• **PROBLEM TO WORK ON**: Give the lines again exactly, from the one holding "[indicate] the blue sky" to the last line of the listing below, both ends included and nothing added.

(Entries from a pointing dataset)
====
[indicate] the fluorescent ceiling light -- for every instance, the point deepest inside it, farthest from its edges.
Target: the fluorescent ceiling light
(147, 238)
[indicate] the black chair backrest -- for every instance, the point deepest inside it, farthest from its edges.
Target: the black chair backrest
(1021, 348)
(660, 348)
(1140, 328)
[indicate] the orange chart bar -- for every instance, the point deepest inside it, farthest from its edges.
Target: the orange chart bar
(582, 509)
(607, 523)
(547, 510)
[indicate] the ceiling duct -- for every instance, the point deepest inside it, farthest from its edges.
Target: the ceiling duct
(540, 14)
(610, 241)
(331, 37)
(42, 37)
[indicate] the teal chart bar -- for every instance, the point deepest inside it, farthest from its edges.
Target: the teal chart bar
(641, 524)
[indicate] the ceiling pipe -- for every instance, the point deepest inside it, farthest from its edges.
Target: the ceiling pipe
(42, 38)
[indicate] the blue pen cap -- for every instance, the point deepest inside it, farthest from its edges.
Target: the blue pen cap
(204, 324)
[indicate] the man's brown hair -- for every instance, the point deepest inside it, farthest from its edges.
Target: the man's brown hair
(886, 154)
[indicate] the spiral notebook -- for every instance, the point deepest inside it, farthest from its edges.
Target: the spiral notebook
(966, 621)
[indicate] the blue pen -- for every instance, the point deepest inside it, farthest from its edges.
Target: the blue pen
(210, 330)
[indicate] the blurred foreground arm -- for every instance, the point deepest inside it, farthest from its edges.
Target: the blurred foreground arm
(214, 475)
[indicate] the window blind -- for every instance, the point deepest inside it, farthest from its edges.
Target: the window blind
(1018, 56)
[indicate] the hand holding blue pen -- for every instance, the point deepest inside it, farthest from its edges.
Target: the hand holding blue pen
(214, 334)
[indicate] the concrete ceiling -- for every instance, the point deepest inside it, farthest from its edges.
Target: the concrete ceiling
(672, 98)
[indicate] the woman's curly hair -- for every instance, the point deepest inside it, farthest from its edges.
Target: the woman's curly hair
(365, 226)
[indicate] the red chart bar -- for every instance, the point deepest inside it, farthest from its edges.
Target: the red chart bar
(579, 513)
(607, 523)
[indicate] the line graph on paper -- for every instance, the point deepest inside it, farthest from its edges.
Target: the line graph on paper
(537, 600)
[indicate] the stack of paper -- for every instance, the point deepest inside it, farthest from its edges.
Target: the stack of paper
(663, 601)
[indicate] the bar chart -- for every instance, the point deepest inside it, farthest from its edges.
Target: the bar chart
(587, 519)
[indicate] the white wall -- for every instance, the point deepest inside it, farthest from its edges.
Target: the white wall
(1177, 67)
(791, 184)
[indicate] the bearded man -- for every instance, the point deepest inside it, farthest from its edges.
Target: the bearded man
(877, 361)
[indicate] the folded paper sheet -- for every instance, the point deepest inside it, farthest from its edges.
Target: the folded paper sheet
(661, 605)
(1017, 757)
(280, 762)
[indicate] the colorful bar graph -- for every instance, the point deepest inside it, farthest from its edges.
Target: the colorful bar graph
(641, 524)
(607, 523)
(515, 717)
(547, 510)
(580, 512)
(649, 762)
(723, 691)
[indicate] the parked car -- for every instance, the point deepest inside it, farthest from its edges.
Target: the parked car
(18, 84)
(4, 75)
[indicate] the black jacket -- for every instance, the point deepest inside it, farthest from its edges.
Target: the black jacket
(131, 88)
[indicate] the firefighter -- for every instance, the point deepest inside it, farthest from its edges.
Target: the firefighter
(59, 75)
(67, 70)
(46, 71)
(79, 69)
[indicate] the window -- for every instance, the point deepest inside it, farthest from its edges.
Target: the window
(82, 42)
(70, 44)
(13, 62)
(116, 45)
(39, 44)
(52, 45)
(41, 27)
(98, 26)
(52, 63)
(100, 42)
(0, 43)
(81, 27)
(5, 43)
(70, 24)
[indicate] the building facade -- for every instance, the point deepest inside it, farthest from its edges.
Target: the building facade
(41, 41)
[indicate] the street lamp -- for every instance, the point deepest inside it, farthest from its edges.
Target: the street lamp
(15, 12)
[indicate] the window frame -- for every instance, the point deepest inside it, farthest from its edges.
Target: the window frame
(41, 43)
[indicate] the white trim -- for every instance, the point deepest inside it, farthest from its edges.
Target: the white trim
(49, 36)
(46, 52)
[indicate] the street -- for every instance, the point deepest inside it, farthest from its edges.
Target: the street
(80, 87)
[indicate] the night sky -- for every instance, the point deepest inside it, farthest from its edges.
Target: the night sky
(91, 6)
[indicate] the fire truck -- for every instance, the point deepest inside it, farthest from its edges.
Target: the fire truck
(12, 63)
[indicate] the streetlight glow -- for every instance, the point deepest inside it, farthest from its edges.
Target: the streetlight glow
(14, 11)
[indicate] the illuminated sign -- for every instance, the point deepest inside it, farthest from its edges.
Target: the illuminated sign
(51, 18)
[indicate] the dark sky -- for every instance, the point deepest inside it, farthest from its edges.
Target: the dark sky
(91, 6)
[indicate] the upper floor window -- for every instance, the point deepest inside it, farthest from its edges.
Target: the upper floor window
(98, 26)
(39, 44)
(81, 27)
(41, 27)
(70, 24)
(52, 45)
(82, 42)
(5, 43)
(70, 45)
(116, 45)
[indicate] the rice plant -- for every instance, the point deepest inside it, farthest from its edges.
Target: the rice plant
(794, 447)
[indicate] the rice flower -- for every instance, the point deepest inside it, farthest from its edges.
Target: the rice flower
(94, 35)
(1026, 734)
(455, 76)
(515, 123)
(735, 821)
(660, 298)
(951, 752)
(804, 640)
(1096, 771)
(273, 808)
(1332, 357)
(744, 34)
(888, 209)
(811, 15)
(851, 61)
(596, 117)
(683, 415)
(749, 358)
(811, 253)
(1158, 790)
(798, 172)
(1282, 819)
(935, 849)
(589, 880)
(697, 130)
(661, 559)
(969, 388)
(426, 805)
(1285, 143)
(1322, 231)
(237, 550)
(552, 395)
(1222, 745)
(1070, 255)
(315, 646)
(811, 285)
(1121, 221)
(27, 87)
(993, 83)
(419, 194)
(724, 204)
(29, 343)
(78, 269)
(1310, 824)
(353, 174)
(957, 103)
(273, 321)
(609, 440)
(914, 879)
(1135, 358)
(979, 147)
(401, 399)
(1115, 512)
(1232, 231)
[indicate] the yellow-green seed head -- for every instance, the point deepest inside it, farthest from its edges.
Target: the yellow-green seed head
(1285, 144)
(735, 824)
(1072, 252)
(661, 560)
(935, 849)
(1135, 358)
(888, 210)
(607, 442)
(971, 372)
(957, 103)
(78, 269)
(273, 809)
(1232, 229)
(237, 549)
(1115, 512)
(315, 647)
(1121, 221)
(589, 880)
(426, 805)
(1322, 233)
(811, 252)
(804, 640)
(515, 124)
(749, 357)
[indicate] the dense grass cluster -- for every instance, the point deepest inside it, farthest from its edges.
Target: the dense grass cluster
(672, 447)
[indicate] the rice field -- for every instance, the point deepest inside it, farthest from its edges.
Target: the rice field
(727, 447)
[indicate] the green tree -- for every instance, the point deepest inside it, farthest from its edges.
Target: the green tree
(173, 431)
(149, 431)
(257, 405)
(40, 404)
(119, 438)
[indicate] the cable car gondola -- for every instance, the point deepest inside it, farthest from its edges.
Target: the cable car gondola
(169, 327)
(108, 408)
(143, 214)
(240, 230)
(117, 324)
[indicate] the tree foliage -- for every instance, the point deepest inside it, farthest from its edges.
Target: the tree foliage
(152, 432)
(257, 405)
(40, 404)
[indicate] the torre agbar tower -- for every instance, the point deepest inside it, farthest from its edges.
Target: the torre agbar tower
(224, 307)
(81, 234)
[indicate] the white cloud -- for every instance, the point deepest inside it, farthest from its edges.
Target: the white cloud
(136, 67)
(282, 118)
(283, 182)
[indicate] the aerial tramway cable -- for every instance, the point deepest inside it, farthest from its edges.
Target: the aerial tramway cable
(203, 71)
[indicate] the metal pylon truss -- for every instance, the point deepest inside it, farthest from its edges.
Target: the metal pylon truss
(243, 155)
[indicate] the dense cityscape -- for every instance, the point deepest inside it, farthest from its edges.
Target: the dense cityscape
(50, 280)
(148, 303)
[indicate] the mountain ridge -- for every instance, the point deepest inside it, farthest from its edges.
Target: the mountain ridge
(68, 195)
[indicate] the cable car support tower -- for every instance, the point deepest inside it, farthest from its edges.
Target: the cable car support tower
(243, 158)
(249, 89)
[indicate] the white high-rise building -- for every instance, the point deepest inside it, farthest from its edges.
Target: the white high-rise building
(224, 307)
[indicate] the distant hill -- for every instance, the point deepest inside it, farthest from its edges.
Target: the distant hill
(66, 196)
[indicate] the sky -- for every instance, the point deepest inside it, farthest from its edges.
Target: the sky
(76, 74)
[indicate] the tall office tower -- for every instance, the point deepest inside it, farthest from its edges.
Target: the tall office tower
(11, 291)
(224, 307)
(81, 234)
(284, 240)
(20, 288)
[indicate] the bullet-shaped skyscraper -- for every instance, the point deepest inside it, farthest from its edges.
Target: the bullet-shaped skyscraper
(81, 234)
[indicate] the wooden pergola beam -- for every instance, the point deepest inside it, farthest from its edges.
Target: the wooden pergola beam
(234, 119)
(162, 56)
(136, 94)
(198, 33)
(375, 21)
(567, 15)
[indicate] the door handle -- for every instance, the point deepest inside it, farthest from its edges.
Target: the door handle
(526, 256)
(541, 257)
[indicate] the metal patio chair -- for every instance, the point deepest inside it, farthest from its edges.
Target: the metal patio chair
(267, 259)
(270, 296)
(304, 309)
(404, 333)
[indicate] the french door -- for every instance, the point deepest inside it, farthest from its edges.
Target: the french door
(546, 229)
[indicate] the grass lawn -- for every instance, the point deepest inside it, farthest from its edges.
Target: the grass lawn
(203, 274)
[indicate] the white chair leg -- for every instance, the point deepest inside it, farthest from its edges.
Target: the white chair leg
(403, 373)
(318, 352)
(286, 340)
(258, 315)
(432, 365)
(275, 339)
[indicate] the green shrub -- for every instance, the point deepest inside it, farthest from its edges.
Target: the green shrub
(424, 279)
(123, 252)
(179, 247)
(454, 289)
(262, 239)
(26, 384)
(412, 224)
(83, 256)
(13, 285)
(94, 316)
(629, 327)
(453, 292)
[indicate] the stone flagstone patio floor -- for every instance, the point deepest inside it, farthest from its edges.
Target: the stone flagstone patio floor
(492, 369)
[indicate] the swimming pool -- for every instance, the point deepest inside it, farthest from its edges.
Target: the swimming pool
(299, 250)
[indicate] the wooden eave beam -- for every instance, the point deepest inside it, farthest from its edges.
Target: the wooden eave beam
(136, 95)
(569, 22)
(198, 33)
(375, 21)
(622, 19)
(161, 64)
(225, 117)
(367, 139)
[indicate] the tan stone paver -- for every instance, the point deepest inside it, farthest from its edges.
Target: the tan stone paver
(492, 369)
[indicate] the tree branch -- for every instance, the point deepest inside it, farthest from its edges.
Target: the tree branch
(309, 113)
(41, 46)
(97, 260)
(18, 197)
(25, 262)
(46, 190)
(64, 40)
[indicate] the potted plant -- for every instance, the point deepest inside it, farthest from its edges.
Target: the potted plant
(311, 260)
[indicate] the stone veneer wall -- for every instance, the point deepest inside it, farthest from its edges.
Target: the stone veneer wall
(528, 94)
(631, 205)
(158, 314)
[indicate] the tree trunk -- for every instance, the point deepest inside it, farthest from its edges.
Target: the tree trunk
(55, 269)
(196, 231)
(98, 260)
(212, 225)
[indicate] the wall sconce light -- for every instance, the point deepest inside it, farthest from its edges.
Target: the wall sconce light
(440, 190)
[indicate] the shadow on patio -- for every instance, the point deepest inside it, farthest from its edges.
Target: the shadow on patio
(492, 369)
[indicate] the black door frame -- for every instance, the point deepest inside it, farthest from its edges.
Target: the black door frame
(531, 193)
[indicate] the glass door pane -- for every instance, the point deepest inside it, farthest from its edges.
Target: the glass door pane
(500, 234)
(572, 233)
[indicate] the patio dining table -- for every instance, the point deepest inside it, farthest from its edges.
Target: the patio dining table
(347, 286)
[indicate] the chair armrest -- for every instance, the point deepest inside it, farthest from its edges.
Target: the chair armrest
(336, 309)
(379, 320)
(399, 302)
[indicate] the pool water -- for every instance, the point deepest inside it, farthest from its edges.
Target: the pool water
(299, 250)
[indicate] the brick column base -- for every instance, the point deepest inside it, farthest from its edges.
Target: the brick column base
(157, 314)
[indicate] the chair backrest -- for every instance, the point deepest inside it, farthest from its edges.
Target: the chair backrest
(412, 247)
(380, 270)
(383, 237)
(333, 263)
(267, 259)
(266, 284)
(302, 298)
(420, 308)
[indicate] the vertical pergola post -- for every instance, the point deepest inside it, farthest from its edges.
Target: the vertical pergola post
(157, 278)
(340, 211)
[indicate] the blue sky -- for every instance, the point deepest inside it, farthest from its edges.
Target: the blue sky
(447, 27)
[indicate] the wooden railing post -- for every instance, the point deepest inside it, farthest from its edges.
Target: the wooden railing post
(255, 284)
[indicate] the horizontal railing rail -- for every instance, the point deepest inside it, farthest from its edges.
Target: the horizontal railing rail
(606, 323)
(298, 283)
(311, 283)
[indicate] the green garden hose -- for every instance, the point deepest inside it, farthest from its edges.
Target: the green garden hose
====
• **FULL ANSWER**:
[indicate] the blue sky -- for every instance, the point deepest inside it, farthest from its edges.
Target: the blue sky
(447, 27)
[indicate] the wooden railing post -- for every instance, the point deepest inside it, farthest from its edges.
Target: the wooden railing post
(255, 284)
[indicate] the horizontal railing rail -- for every instance, the point deepest inside it, farthest from its edges.
Target: the horizontal railing rail
(606, 323)
(298, 283)
(311, 283)
[indicate] the green garden hose -- for every instance, the point deepest inside it, farthest from its edges.
Target: the green garden hose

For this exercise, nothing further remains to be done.